Avec L’art sans frontières, le Livre de Poche poursuit la publication de textes d’histoire de l’art inédits en français. Dans cet ouvrage qui, en fait, en contient deux, l’auteur brosse en une série d’articles, d’un côté la genèse des musées berlinois en soulignant l’importance du contexte politique, et de l’autre, une histoire du regard porté par certains artistes allemands sur l’art français.
Quelques mauvais esprits ont longtemps résumé les relations franco-allemandes au célèbre tableau d’Anton von Werner, L’Étape avant Paris (1894), dans lequel des soldats prussiens aux bottes crottées ont pris leurs quartiers dans un salon rococo français, l’un visiblement éméché, poussant la chansonnette tandis que son camarade l’accompagne au piano. Cette scène a pu être interprétée comme une victoire de la force masculine germanique sur la féminité française, mais aussi comme une insulte de la brutalité contre la culture et le raffinement. Cette culture française symboliquement souillée par une soldatesque indélicate n’a pourtant cessé d’inspirer les artistes outre-Rhin et les conservateurs des musées. Ces derniers ont bien sûr eu à cœur de rivaliser avec le Musée du Louvre. La montée de l’impérialisme prussien s’est en effet accompagnée de la volonté de doter la capitale d’un outil muséal, et surtout de collections dignes de la puissance du nouvel Empire. De cette ambition est née, sur la Spree, l’île des Musées, où autour de l’Altes Museum se sont progressivement ajoutées, à mesure que les collections s’agrandissaient, de nouvelles institutions, du Neues Museum au Kaiser-Friedrich Museum.

Entrées fournies:
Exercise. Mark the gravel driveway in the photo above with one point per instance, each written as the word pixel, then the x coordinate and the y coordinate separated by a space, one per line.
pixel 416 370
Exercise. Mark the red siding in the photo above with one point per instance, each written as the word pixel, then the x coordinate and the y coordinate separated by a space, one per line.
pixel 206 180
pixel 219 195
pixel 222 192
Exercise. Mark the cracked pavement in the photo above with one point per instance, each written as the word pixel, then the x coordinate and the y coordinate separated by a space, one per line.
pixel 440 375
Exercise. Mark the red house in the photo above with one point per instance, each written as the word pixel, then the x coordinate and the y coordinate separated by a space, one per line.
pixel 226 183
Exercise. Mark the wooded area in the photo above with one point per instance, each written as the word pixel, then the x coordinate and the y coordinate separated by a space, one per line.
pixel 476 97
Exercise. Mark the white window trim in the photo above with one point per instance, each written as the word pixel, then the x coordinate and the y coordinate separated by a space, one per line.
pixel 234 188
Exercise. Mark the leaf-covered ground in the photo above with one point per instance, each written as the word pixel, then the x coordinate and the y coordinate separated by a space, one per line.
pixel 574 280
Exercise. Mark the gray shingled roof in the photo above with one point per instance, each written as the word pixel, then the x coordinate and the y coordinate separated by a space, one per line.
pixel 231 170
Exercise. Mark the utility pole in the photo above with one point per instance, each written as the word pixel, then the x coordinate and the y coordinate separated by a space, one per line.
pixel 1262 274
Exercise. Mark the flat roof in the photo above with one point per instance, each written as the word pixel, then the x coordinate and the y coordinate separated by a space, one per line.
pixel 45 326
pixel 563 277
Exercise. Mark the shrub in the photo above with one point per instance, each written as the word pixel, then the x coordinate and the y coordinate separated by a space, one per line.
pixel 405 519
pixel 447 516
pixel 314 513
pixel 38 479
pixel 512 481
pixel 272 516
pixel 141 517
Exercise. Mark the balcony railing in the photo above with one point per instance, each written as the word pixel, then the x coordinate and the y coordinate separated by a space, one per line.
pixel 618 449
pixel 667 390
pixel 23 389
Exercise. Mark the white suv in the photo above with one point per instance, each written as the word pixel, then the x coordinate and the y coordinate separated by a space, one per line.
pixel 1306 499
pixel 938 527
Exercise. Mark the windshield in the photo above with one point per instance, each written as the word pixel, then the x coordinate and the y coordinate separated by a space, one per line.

Tâches à faire:
[a] Dans le texte sur les musées de Berlin, recopiez mot pour mot le passage qui va de « Avec L’art sans » jusqu'à « sur l’art français. ».
[b] Écrivez la suite du texte sur les musées de Berlin, juste après sa dernière phrase.

Réponses:
[a]
Avec L’art sans frontières, le Livre de Poche poursuit la publication de textes d’histoire de l’art inédits en français. Dans cet ouvrage qui, en fait, en contient deux, l’auteur brosse en une série d’articles, d’un côté la genèse des musées berlinois en soulignant l’importance du contexte politique, et de l’autre, une histoire du regard porté par certains artistes allemands sur l’art français.

[b]
Austère de prime abord, l’histoire des musées est toujours riche de perspectives pour apprécier les débats actuels. La création de l’Altes Museum a ainsi vu s’affronter deux conceptions opposées sur l’accrochage des œuvres : l’une, défendue par le savant Wilhelm von Humboldt et inspirée d’une vision idéaliste de l’art, “voyait dans la mise en évidence des chefs-d’œuvre le principe directeur de l’installation”, tandis que l’autre, soutenue par le directeur des collections Gustav Friedrich Waagen, privilégiait une approche plus scientifique, avec une présentation par écoles. Comme le souligne Thomas W. Gaehtgens, “le débat s’enclencha sur la fonction d’un musée public, entre deux pôles d’intérêt, celui de la discipline de l’histoire de l’art et celui d’un public qui s’intéresse à l’art.” La querelle autour du “Musée des arts premiers” et de son antenne du Louvre vient de loin...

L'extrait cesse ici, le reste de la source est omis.